Problem to solve
Return every line in the records below that contains the string "frost", where case counts.

Supplied material
* * *

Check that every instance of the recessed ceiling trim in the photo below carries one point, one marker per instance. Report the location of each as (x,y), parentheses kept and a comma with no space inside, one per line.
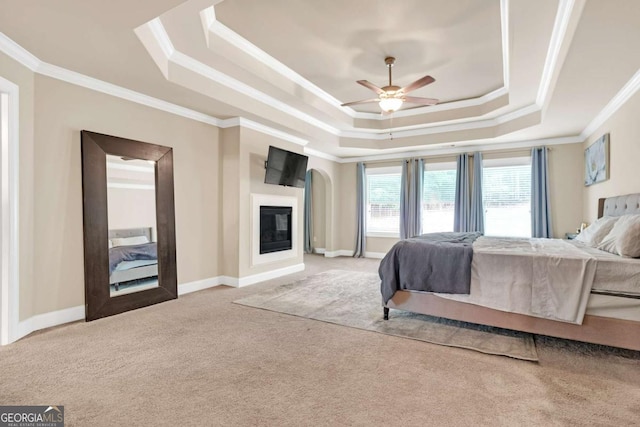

* * *

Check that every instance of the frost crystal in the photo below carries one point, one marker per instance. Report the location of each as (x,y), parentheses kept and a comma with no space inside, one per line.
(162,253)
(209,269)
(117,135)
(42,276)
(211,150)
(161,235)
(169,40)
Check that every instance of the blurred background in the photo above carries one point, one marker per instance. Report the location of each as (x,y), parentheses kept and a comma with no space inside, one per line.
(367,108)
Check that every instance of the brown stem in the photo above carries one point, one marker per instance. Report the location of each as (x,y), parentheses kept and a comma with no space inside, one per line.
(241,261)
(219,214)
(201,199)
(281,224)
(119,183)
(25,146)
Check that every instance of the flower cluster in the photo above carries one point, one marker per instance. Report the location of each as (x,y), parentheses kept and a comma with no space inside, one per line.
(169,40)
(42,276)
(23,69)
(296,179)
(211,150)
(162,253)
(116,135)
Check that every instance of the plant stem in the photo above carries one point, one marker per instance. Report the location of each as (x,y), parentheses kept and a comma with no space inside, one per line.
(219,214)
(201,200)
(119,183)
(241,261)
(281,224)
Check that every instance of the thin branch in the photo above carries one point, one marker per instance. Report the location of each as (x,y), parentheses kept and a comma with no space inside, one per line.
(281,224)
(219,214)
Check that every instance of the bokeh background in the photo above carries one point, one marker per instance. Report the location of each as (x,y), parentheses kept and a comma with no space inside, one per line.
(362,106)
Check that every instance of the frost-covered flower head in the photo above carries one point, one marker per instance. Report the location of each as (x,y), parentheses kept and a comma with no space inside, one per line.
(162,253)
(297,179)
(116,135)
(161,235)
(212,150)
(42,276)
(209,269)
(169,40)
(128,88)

* * *

Result for this exercise
Check that every instance of the frost crystal in the photo below carries one point, one marker per instance. Report the location of each as (x,y), parentheses kept and a comma with no space inside, one per line.
Check that every instance of the frost-covered flower head in the photo above carries one point, one marker per instance. Report the location of each as (x,y), parentheses kept and a comma with no space inside, one per line.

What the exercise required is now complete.